Ashley Mills
A test program for the MMA8452 accelerometer
The test program runs a bunch of tests for the MMA8452 accelerometer.
What is below is not the test program, but an example to whet your appetite about the library.
#include "mbed.h"
#include "MMA8452.h"
int main() {
Serial pc(USBTX,USBRX);
pc.baud(115200);
double x = 0, y = 0, z = 0;
MMA8452 acc(p28, p27, 40000);
acc.setBitDepth(MMA8452::BIT_DEPTH_12);
acc.setDynamicRange(MMA8452::DYNAMIC_RANGE_4G);
acc.setDataRate(MMA8452::RATE_100);
while(1) {
if(!acc.isXYZReady()) {
wait(0.01);
continue;
}
acc.readXYZGravity(&x,&y,&z);
pc.printf("Gravities: %lf %lf %lf\r\n",x,y,z);
}
}
An easy way to test that this actually works is to run the loop above and hold the MMA8452 parallel to the ground along the respective axis (and upsidedown in each axis). You will see 1G on the respective axis and 0G on the others.

## Written instruction A
Please copy word for word the part of the records that opens with the line containing "Can you find the tinted" and closes with the line containing "pixel 492 204", including both of those lines.

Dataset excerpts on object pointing
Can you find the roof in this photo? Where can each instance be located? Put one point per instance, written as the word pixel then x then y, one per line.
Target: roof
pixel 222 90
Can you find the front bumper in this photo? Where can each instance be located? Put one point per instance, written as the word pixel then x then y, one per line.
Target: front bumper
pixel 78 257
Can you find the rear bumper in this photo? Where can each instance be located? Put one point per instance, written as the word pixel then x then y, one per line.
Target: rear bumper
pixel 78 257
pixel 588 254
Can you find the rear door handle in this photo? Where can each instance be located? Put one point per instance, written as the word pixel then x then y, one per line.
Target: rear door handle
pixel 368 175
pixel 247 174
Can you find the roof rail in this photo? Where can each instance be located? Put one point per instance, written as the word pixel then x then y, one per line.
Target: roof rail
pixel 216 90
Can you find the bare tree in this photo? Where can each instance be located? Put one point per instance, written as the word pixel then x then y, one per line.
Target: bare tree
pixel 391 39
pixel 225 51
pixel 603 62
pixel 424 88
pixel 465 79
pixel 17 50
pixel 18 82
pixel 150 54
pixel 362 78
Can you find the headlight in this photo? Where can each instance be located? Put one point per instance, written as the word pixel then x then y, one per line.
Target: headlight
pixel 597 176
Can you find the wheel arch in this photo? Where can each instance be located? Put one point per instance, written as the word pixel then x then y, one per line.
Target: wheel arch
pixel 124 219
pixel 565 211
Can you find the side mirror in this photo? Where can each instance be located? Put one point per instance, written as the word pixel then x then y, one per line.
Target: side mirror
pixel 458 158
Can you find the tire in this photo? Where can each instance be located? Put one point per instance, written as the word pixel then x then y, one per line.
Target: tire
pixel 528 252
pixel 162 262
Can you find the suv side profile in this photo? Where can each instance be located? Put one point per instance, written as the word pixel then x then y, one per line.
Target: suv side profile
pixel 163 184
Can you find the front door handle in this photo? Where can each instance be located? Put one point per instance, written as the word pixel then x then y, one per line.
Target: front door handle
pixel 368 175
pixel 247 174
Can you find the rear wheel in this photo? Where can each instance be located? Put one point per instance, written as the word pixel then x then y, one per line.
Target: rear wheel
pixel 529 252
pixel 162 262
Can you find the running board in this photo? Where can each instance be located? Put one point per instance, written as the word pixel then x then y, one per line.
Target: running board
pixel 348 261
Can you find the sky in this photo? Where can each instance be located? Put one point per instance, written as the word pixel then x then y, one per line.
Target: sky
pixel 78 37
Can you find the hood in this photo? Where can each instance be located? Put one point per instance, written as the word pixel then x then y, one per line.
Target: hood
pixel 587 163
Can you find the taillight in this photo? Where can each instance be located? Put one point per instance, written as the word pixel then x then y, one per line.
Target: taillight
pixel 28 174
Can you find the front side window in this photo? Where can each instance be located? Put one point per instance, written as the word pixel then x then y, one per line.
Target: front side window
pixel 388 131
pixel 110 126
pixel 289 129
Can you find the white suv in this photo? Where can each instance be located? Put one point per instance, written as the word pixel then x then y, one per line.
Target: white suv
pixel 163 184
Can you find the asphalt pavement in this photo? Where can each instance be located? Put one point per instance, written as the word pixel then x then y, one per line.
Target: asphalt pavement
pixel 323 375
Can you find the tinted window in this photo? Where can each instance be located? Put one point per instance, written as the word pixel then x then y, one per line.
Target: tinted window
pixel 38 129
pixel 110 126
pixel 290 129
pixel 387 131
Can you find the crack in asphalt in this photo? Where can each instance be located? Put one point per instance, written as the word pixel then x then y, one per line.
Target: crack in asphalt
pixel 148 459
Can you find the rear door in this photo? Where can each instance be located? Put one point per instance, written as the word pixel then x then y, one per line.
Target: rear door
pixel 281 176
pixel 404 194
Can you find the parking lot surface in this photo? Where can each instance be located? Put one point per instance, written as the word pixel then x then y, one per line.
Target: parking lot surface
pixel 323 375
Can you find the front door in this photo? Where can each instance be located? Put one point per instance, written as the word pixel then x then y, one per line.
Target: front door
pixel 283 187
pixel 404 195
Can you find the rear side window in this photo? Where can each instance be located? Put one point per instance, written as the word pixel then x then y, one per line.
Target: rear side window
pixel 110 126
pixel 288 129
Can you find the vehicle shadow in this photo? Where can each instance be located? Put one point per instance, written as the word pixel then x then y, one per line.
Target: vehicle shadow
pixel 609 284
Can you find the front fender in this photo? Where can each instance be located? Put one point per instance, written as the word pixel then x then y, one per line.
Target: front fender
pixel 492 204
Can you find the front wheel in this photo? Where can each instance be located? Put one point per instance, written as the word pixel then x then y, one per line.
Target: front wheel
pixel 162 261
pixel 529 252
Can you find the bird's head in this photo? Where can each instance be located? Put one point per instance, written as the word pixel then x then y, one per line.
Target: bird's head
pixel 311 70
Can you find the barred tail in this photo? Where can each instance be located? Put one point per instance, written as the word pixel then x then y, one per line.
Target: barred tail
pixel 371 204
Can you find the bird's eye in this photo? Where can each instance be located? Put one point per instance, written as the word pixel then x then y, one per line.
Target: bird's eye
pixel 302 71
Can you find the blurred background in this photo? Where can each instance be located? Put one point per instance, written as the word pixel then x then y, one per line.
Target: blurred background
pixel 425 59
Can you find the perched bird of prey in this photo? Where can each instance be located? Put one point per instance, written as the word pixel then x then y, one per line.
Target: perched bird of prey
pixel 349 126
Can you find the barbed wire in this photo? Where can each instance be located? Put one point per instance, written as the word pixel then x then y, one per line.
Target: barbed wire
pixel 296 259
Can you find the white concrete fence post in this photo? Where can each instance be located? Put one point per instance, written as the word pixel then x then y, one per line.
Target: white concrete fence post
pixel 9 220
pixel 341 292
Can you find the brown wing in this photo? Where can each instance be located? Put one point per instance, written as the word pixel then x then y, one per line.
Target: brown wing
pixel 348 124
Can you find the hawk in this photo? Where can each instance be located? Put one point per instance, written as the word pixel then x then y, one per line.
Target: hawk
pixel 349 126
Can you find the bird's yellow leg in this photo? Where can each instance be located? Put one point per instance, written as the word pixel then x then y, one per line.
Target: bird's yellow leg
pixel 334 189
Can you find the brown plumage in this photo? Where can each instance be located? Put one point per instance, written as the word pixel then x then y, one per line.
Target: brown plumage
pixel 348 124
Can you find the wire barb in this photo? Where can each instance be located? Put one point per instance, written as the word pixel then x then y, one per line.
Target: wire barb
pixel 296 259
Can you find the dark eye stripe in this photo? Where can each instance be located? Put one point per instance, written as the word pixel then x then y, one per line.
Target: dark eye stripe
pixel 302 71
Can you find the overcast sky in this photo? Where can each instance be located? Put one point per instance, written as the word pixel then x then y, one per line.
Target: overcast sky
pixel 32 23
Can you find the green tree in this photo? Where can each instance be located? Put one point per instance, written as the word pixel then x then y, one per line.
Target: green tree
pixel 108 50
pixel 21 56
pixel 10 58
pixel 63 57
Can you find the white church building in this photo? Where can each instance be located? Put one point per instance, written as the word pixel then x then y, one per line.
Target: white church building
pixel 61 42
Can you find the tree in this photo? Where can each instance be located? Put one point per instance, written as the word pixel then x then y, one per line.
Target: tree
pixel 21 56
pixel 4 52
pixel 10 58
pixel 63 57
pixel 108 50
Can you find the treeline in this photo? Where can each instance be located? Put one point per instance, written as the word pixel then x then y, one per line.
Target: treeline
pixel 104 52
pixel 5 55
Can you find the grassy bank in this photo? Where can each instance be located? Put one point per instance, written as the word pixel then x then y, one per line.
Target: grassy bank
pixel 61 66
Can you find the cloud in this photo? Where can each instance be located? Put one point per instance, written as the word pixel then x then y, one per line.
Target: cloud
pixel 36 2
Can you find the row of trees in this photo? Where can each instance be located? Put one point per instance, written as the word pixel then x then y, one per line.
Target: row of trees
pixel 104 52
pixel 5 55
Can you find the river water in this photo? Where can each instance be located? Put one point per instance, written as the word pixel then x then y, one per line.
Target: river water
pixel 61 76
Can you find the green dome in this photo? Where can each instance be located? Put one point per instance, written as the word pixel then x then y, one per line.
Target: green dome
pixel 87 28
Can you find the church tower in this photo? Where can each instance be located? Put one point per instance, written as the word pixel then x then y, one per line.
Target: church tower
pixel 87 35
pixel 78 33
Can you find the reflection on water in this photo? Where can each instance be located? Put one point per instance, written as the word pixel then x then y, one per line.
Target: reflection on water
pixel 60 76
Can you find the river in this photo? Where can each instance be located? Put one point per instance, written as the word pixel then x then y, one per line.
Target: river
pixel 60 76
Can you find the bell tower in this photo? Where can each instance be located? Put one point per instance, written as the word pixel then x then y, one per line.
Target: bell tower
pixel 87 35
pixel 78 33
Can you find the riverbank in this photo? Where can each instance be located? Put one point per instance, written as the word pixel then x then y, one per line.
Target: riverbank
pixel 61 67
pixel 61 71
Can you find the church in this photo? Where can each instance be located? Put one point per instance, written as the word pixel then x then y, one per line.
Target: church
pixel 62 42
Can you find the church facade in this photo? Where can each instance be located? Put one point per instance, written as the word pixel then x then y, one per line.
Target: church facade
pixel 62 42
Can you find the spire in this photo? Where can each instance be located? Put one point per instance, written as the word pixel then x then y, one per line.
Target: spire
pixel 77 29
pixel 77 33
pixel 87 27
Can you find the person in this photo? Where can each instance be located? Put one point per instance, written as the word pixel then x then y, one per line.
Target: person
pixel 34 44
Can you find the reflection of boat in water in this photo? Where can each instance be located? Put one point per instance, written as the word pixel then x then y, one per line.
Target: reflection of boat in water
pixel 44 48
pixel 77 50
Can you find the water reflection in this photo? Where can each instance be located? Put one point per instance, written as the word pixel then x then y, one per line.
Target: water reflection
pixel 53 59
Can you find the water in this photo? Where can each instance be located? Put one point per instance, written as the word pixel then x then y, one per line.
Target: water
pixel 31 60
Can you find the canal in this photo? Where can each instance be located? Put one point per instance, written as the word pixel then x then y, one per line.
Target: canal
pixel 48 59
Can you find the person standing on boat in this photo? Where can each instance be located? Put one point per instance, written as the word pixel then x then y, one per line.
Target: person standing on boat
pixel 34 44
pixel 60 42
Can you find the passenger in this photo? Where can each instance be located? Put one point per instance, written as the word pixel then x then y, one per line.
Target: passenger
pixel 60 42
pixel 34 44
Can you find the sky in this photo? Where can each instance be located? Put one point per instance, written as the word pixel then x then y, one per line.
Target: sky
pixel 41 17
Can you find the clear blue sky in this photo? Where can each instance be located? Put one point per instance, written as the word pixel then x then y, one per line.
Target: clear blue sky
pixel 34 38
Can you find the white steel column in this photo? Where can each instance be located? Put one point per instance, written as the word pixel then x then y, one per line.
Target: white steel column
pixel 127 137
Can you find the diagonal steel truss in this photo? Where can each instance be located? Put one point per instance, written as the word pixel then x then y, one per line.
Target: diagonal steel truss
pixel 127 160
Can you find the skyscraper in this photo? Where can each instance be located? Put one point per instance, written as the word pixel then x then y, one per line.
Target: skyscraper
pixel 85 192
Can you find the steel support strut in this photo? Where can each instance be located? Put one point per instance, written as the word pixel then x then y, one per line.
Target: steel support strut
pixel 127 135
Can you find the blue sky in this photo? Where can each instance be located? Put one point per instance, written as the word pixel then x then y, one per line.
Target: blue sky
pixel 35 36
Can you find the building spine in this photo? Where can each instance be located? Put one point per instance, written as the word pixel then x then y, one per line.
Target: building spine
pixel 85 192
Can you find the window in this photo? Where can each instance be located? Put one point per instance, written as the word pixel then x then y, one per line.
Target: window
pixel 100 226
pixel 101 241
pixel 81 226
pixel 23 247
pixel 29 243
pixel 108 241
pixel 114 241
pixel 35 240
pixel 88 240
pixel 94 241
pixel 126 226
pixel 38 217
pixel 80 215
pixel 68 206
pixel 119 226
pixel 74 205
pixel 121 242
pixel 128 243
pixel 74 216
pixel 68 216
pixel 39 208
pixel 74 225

## Written instruction B
In the MMA8452 text, list every method the code calls on the acc object.

## Full solution A
Can you find the tinted window in this photo? Where can each instance be located? Put one point per instance, written as the word pixel then x then y, one per line.
Target: tinted window
pixel 38 129
pixel 110 126
pixel 290 129
pixel 387 131
Can you find the crack in asphalt in this photo? Where can each instance be located? Put one point per instance, written as the word pixel then x then y, one per line.
Target: crack in asphalt
pixel 148 459
Can you find the rear door in this photo? Where can each instance be located? Put one point per instance, written as the word pixel then x then y, one per line.
Target: rear door
pixel 281 176
pixel 404 194
Can you find the parking lot surface in this photo? Where can each instance be located? Put one point per instance, written as the word pixel then x then y, one per line.
Target: parking lot surface
pixel 323 375
Can you find the front door in this photo? Where can each instance be located? Put one point per instance, written as the word pixel then x then y, one per line.
Target: front door
pixel 283 187
pixel 404 195
Can you find the rear side window in this photo? Where can each instance be located? Put one point per instance, written as the word pixel then x then y, one per line.
Target: rear side window
pixel 110 126
pixel 288 129
Can you find the vehicle shadow in this photo? Where can each instance be located? Put one point per instance, written as the word pixel then x then y, one per line.
Target: vehicle shadow
pixel 609 284
Can you find the front fender in this photo? Where can each instance be located? Put one point per instance, written as the word pixel then x then y, one per line.
Target: front fender
pixel 492 204

## Full solution B
setBitDepth
setDynamicRange
setDataRate
isXYZReady
readXYZGravity